▶ _DESCRIPTION OF THE TASK_:
When the string "above" appears in a line of the records, show the whole line.

▶ _RECORDS PROVIDED_:
____

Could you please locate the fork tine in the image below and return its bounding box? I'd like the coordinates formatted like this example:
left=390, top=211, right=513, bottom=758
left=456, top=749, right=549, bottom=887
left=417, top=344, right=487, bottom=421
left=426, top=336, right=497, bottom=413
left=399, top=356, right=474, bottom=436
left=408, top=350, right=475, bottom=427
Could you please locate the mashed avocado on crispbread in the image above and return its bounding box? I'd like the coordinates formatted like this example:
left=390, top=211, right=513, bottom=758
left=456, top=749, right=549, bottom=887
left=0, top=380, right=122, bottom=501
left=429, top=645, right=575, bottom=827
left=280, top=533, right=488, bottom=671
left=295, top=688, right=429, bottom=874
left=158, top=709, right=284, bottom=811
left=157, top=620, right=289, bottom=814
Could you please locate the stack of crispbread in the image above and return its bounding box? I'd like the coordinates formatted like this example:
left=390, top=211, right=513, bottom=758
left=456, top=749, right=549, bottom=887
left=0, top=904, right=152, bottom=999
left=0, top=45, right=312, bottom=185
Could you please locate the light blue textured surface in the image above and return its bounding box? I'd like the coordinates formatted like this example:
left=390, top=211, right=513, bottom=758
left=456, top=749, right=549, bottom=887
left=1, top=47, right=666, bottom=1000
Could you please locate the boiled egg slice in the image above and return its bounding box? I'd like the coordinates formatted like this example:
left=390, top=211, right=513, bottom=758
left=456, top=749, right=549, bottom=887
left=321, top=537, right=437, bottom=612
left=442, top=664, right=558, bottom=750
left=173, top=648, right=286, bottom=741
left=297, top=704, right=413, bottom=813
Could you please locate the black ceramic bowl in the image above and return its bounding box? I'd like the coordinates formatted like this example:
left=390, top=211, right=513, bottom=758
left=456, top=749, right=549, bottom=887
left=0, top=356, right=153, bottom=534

____

▶ _WRITTEN SOLUTION_:
Could you please locate the mashed avocado on crispbread in the image above and return its bounding box? I'd like the coordinates formatted like this example:
Could you please locate the stack of crispbread in the image above and return its bounding box? I'd like the coordinates formatted like this example:
Could you please locate the light blue textured surface in the image above and return its bounding box? I'd like the coordinates formatted like this example:
Could you please locate the boiled egg slice in the image above and return its bounding box? I'd like the coordinates formatted like this example:
Could you please locate the black ceramic bowl in the image above and return its bounding box? I'd like the coordinates formatted like this example:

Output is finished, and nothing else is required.